• Passage shown:
· · · · ·

Using IBM Cloud Kubernetes Service on classic to host the dl-reverse-proxy

Follow these steps to set up the dl-reverse-proxy for IBM Cloud® Direct Link by using IBM Cloud Kubernetes Service on classic.

Create an IBM Cloud Kubernetes Service cluster

Create an IBM Cloud Kubernetes Service cluster in your IBM Cloud account, which serves as the connection between your Satellite location and IBM Cloud on the private network.

  1. Review the networking basics of clusters. In particular, ensure that you prepare the following:

    • VLAN management (classic clusters only): Manage and choose both a public and private VLAN for your cluster's network connectivity.
    • Subnet routing: Enable a Virtual Router Function (VRF) or VLAN spanning for your IBM Cloud infrastructure account so your worker nodes can communicate with each other on the private network and communicate with private cloud service endpoints internally.
    • IP address schema: Ensure that no subnet conflicts exist between the cluster and your on-premises network.
  2. Review the steps you need to take to prepare to create a cluster.

  3. Create a standard classic cluster or VPC cluster in the CLI. Create the cluster with the following features.

· · · · ·

• Record list:
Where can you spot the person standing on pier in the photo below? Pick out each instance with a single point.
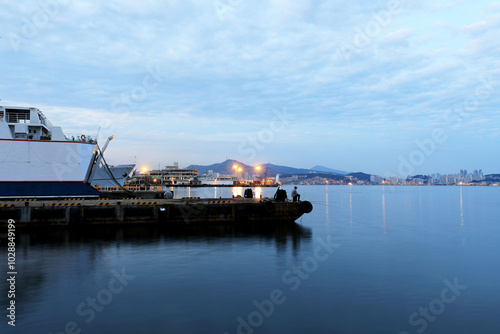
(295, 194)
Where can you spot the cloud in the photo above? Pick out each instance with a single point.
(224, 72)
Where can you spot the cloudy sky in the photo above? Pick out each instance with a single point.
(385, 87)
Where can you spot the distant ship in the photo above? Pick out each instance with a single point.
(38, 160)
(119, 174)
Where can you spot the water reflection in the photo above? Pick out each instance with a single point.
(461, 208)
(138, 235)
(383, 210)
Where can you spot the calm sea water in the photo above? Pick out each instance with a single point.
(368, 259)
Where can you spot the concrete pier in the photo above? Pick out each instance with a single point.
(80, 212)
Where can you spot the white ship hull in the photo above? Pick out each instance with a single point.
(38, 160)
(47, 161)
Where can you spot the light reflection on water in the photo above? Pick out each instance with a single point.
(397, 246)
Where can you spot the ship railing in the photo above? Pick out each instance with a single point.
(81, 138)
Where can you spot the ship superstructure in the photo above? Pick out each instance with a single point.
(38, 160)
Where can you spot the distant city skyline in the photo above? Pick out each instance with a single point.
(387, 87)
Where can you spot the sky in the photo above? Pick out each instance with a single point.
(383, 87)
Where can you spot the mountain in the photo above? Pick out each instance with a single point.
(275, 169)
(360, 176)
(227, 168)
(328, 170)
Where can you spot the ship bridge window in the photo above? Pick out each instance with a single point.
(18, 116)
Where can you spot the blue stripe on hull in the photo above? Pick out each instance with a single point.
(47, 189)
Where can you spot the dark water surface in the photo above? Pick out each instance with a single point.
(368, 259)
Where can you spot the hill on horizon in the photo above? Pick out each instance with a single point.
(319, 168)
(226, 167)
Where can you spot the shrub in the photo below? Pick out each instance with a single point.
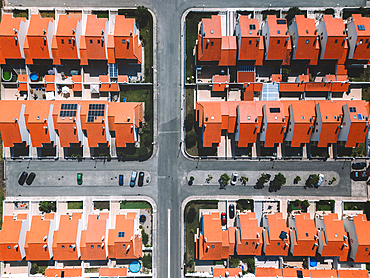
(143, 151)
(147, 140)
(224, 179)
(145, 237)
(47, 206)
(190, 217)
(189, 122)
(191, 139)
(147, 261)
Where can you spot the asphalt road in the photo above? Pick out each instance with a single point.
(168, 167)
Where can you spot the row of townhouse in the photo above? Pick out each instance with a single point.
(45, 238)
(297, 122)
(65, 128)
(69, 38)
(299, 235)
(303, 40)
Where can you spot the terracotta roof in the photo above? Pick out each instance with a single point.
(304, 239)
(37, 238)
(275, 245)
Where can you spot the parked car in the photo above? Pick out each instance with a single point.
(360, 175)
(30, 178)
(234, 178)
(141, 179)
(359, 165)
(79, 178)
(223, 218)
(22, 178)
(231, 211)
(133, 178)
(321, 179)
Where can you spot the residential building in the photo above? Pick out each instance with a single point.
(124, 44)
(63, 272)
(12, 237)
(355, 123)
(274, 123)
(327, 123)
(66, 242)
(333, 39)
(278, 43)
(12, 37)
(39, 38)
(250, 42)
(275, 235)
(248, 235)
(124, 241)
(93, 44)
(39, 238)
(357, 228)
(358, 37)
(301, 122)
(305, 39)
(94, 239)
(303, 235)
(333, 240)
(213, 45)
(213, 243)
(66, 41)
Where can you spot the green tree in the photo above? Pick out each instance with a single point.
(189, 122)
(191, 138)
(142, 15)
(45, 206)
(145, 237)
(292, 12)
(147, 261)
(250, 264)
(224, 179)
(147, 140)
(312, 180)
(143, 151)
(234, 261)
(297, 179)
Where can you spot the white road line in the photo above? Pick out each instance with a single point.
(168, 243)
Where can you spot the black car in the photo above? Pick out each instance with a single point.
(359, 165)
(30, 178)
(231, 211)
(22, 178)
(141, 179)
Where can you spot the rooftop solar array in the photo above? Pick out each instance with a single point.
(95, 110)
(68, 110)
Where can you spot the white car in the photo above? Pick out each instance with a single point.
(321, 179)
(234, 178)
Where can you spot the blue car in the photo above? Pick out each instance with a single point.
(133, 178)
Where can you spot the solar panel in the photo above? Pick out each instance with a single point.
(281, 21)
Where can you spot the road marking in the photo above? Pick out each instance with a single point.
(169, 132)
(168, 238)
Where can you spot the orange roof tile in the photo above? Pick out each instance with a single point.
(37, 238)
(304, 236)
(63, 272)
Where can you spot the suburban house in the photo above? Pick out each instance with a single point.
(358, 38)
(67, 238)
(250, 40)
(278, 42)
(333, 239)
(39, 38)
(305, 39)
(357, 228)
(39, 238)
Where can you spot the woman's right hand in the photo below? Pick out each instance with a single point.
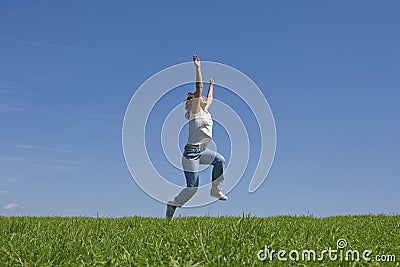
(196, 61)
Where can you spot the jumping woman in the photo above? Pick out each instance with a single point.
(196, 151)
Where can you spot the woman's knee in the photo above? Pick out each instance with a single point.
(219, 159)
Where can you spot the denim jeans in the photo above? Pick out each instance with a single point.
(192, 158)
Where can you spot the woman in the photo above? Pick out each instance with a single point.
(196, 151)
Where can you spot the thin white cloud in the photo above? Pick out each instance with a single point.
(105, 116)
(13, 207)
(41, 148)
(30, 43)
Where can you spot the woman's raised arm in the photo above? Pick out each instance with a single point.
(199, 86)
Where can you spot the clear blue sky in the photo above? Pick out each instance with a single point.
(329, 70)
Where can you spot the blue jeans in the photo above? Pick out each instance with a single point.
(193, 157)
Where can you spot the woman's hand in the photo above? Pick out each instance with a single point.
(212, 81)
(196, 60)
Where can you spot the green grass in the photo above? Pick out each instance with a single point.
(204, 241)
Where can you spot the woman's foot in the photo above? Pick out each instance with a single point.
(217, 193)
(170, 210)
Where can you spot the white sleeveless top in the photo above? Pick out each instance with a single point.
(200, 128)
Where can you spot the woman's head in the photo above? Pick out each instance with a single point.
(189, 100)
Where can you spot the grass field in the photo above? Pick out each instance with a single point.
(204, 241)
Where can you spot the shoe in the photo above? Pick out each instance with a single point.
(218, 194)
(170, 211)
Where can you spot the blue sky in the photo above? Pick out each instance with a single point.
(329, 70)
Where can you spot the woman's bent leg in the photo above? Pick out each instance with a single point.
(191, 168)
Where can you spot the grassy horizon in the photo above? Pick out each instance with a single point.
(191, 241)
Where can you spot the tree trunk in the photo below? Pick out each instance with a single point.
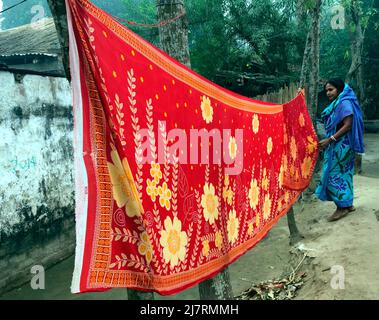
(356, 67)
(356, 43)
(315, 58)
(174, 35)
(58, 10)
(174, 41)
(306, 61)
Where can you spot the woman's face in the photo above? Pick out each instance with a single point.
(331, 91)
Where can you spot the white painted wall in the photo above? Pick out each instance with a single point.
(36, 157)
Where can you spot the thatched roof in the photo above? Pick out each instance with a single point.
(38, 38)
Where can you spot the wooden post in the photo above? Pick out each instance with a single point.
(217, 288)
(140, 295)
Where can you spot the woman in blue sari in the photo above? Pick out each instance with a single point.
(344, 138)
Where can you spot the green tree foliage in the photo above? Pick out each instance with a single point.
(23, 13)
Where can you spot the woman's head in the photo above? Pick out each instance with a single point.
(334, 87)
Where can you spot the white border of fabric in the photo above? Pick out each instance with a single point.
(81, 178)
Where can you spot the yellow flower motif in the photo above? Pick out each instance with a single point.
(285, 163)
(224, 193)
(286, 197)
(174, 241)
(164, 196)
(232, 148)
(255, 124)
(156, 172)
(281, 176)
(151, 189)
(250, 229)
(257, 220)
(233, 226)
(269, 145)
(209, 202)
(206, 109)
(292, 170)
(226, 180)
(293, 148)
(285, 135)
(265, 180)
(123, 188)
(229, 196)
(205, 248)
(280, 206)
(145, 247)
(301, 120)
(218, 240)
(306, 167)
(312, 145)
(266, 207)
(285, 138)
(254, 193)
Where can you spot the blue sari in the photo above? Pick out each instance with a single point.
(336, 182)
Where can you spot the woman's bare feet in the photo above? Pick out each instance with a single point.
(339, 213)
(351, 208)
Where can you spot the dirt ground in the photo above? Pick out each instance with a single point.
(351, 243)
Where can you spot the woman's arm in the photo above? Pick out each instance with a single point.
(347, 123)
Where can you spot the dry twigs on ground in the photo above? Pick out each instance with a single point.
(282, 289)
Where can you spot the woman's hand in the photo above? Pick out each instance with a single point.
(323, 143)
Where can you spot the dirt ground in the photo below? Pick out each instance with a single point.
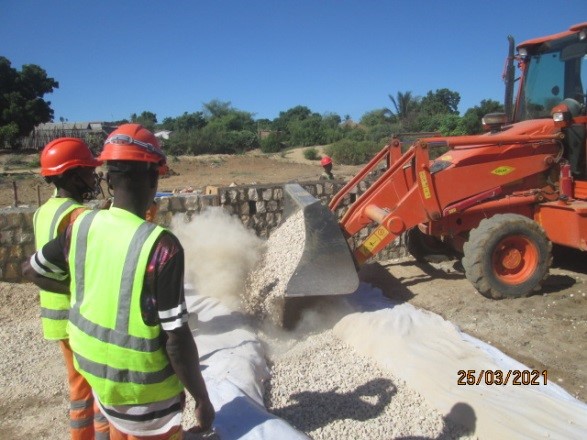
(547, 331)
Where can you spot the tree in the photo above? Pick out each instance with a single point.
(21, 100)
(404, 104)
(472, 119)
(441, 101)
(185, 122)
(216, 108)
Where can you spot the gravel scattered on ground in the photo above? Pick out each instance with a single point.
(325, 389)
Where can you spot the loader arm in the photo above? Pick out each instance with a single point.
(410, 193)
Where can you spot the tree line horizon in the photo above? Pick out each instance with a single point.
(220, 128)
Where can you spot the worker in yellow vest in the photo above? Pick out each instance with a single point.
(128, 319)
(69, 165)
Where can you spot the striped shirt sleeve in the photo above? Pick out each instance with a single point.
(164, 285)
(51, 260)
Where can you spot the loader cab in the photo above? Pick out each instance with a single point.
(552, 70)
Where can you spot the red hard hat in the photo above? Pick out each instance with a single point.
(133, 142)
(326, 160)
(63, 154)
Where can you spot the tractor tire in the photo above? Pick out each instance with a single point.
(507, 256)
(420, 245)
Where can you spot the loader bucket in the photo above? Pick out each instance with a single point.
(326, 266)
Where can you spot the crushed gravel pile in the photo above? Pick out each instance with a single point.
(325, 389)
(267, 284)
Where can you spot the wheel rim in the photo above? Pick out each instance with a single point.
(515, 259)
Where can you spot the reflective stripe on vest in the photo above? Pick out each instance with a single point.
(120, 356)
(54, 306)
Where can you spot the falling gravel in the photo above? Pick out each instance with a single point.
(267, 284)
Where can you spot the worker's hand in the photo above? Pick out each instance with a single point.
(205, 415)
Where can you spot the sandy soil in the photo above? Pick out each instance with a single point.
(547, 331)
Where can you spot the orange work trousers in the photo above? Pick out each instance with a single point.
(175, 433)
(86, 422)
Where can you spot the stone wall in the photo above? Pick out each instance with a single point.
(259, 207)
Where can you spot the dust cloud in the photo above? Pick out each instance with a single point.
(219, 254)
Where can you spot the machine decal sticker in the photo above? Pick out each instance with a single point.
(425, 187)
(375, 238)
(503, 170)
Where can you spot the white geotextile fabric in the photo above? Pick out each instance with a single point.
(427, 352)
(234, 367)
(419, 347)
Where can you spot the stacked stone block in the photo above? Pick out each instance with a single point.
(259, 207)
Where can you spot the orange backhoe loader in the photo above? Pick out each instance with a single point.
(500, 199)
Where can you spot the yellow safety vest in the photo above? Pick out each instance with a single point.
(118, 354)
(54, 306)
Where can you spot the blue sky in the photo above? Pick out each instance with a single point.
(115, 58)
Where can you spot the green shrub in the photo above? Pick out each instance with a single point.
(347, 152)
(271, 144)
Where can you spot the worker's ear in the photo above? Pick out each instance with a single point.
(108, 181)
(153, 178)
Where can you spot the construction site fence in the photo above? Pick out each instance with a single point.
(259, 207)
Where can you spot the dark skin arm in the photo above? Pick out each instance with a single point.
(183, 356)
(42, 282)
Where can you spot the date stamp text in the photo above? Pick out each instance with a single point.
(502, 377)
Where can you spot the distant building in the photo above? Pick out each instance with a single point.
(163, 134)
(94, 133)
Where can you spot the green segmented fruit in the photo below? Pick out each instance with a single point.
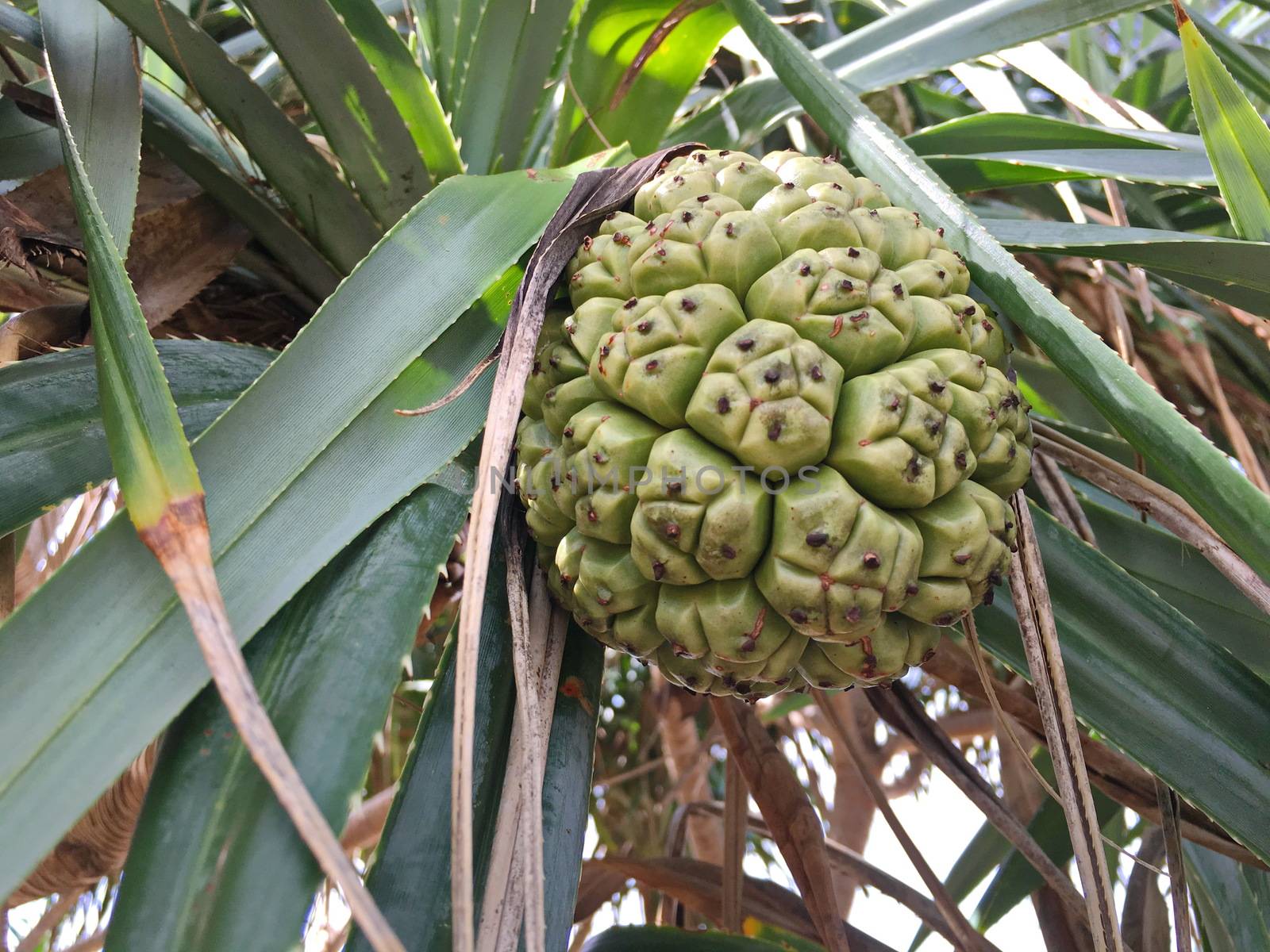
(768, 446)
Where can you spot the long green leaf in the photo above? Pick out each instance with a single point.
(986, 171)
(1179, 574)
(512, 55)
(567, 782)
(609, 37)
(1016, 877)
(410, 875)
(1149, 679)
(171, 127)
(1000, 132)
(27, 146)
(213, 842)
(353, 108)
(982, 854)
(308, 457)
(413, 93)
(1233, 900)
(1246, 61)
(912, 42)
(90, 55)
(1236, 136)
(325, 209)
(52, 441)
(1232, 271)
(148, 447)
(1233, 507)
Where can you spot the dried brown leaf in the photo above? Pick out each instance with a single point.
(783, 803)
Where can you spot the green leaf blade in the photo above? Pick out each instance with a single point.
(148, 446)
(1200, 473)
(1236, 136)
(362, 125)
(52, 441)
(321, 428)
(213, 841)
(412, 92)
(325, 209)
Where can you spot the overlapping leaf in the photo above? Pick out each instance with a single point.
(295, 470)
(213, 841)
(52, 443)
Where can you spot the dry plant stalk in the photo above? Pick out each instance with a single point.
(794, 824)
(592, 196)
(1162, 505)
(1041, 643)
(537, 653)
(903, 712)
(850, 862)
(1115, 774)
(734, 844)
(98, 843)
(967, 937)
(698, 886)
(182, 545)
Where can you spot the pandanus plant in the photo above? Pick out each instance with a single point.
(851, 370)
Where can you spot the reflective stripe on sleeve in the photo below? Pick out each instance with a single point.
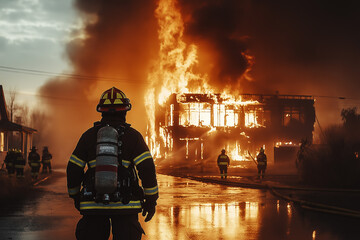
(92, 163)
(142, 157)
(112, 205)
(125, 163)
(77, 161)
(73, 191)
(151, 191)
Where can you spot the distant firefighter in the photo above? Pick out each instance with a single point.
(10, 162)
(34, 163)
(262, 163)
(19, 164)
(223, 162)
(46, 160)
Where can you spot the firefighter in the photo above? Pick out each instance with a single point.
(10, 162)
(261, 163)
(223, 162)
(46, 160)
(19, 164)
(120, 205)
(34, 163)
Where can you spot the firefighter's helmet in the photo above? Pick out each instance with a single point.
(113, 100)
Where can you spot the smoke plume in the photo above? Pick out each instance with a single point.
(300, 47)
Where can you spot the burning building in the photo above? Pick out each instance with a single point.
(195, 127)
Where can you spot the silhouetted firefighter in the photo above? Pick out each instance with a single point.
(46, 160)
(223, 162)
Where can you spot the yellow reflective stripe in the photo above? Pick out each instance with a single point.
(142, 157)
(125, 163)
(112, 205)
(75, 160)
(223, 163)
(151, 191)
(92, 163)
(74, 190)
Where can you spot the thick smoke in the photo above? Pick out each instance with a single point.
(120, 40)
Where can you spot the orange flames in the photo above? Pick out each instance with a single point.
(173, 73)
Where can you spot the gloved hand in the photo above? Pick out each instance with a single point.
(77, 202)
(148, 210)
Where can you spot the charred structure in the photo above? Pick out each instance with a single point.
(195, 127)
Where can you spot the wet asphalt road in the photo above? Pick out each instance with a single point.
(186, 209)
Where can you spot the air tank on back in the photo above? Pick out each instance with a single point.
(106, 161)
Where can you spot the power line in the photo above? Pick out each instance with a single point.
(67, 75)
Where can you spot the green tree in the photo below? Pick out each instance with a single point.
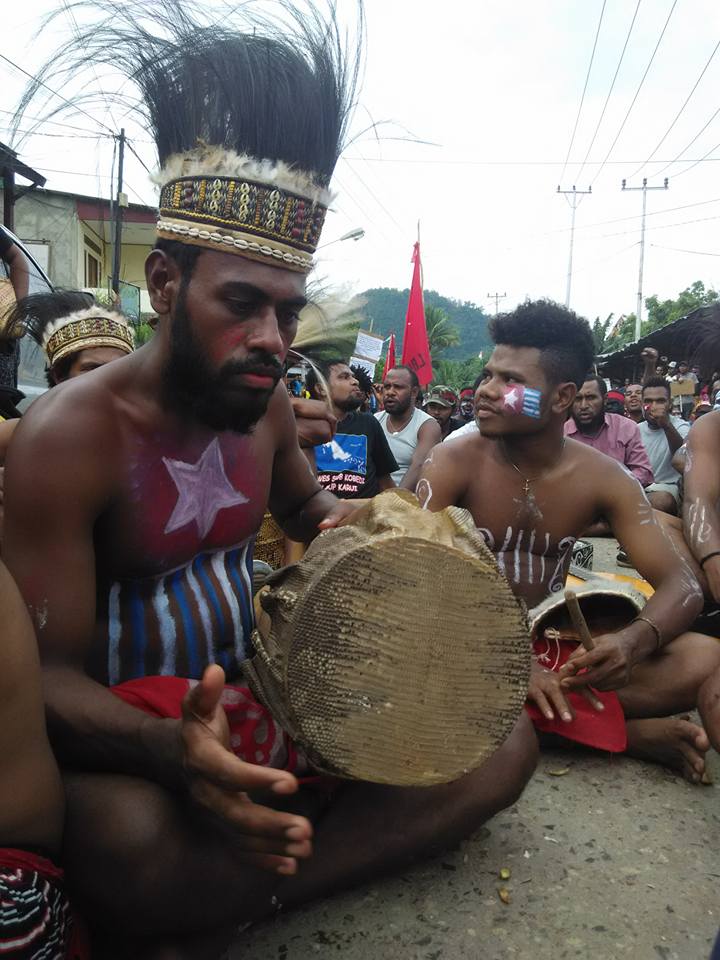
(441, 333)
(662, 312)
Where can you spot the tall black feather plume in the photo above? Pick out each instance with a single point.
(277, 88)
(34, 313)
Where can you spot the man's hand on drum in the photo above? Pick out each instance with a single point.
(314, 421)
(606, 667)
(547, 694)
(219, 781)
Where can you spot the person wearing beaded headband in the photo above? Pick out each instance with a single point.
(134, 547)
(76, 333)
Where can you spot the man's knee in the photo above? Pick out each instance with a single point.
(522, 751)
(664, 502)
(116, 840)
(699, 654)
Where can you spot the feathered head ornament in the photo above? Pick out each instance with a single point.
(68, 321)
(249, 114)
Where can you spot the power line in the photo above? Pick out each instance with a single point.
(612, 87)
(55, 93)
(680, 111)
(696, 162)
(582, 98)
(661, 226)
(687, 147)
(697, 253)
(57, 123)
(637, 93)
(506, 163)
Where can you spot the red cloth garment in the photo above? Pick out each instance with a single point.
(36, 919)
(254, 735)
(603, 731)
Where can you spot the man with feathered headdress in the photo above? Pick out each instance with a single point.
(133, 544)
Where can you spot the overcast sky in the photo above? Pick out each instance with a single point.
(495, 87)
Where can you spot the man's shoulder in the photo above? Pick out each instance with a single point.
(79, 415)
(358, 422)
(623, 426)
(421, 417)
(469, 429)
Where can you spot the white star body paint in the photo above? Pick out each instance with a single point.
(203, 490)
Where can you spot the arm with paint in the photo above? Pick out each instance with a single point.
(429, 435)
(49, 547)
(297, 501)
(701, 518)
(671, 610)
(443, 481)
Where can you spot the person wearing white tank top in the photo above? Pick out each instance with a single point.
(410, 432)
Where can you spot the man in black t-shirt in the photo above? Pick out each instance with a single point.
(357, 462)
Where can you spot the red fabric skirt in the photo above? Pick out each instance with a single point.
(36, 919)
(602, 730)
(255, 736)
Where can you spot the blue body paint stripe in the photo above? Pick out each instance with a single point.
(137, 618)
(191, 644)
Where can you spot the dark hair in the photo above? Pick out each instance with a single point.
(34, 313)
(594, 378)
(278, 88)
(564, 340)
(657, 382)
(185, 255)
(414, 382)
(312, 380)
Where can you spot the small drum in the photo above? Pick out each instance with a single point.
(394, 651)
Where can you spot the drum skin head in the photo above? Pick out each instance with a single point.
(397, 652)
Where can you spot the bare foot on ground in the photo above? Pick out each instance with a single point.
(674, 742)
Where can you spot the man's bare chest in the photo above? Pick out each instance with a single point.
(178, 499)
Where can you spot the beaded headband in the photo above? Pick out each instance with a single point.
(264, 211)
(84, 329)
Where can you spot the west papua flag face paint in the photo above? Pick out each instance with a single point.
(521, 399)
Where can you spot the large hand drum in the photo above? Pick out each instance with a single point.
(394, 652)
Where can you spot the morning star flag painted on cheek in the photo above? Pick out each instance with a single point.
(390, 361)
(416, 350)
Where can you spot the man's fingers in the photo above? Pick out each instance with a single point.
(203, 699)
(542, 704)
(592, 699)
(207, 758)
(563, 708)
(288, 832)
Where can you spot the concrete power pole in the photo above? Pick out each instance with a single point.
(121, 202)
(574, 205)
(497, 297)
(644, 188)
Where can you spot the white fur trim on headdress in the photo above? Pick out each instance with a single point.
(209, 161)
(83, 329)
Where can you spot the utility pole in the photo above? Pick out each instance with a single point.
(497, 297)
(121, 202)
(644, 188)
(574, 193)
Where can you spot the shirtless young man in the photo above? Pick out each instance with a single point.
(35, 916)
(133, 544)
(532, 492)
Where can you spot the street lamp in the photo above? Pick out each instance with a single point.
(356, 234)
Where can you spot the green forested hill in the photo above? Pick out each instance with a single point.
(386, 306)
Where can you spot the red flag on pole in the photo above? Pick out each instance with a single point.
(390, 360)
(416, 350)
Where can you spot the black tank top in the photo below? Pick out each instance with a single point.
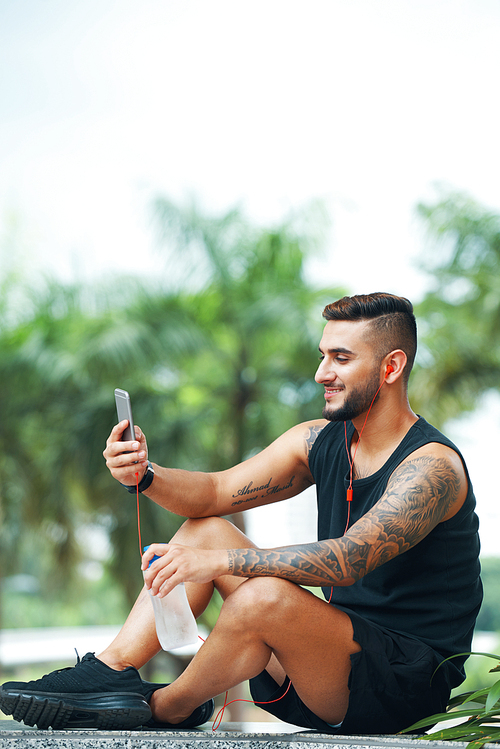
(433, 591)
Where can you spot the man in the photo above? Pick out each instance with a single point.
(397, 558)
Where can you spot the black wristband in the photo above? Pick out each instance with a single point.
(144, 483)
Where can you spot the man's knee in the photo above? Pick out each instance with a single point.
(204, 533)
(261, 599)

· · · · ·

• Required tasks:
A: Find each line in the records that contains the word "stone" and copy it out. Match case.
B: Continue the guide to hosting the dl-reverse-proxy on IBM Cloud Kubernetes Service from the point where it stops.
The text and the records have nothing to do with each other.

• Answers in order:
A:
Where can you spot the stone wall in the photo above? Pick out each instance with a single point.
Where can you spot the stacked stone block in the photo above? Pick out each instance with a single point.

B:
    • Classic clusters:
      • Zone: Any multizone-capable zone
      • Worker node flavor: Any classic infrastructure flavor
      • Network connectivity: Public and private VLANs
      • Worker pool: At least 2 worker nodes
      • Version: 1.20.7 or later
      • Cloud service endpoints: Both public and private endpoints
      • Subnets: Include subnets in the --pod-subnet and --service-subnet options if the default ranges conflict with the Satellite location’s subnet that you set up in your on-premises data center or in a different cloud provider
    • VPC clusters:
      • Zone: Any multizone-capable VPC zone
      • Worker node flavor: Any VPC infrastructure flavor
      • Version: 1.20.7 or later
      • Worker pool: At least 2 worker nodes
      • Subnets: Include subnets in the --pod-subnet and --service-subnet options if the default ranges conflict with the Satellite location’s subnet that you set up in your on-premises data center or in a different cloud provider
      • Cloud service endpoints: Do not specify the --disable-public-service-endpoint option to ensure that both public and private endpoints are created
  4. Spread the default worker pool across zones to increase the availability of your classic or VPC cluster. Ensure that at least 2 worker nodes exist in each zone, so that the private ALBs that you configure in subsequent steps are highly available and can properly receive version updates.

  5. Set the IBM Cloud Kubernetes Service cluster as the context for this session.

    ibmcloud ks cluster config --cluster <cluster_name_or_ID>
    
  6. Create a namespace for the NGINX reverse proxy.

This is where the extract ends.